The task: Your answer should be every line of the records that contains the word "below".

Record extracts:
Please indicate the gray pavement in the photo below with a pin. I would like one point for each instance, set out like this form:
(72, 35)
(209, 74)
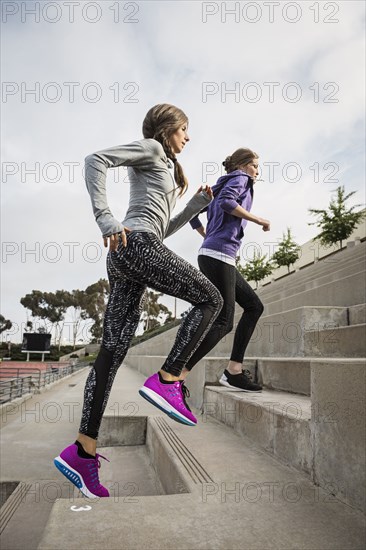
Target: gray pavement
(243, 497)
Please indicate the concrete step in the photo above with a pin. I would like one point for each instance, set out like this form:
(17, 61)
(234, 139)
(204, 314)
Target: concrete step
(278, 503)
(327, 265)
(283, 334)
(275, 421)
(347, 291)
(294, 287)
(294, 333)
(337, 342)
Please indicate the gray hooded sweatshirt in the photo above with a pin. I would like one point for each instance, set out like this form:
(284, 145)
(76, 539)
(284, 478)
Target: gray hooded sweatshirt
(153, 191)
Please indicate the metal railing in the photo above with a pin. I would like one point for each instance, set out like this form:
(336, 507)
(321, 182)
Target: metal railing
(17, 381)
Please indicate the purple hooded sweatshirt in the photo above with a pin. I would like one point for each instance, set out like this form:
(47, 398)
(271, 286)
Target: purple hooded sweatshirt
(224, 231)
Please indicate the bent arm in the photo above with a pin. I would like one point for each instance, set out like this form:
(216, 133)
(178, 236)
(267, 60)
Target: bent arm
(96, 166)
(197, 203)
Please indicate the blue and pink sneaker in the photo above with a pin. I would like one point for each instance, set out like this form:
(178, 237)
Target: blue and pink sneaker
(169, 398)
(82, 472)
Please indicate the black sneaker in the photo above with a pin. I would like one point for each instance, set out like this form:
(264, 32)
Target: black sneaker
(241, 381)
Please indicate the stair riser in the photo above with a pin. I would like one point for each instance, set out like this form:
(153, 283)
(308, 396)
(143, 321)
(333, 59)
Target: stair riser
(286, 438)
(311, 281)
(283, 334)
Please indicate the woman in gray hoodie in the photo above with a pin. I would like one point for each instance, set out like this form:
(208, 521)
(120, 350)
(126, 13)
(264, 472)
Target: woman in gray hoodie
(138, 259)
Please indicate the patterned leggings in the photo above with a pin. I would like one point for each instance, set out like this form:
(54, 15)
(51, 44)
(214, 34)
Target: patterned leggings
(146, 261)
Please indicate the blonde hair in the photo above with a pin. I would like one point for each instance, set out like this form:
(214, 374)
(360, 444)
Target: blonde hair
(160, 122)
(240, 157)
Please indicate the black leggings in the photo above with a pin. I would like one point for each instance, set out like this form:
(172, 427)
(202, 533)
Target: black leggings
(233, 288)
(146, 261)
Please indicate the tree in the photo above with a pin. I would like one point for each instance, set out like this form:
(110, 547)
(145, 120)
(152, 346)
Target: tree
(338, 223)
(5, 324)
(288, 251)
(57, 305)
(256, 269)
(35, 303)
(50, 307)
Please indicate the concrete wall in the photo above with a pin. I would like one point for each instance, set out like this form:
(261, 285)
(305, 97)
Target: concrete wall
(338, 428)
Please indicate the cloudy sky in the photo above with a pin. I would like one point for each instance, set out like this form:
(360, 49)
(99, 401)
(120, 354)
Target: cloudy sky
(283, 78)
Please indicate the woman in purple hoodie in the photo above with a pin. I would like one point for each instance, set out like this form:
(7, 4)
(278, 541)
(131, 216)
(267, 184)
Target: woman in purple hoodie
(227, 216)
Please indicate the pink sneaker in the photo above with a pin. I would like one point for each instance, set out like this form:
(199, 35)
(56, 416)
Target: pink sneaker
(82, 472)
(169, 398)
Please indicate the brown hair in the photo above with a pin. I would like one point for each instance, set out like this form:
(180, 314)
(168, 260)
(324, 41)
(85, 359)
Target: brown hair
(160, 122)
(240, 157)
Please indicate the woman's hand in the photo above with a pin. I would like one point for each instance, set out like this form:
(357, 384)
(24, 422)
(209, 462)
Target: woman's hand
(207, 189)
(114, 239)
(266, 225)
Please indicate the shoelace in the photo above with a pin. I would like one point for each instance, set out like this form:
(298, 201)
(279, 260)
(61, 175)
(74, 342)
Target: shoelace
(185, 394)
(93, 469)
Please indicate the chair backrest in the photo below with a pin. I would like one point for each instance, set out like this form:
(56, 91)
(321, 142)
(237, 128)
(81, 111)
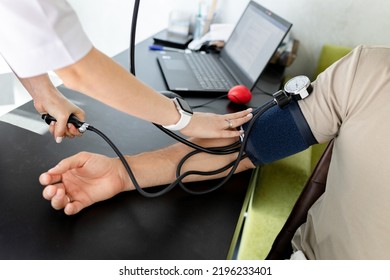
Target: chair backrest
(313, 189)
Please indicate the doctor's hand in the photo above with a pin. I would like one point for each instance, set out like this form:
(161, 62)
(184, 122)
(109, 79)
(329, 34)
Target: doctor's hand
(48, 100)
(82, 180)
(209, 125)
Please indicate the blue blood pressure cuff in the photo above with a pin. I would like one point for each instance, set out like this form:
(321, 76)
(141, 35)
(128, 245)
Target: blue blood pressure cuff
(278, 133)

Answer for this exercise:
Please indicate the gray pavement in the photo below with a pin. I would like one point for each instance, set out like this form:
Please indicate the chair backrest in the photo below with a pin. I would like one point for each instance, set out like this form:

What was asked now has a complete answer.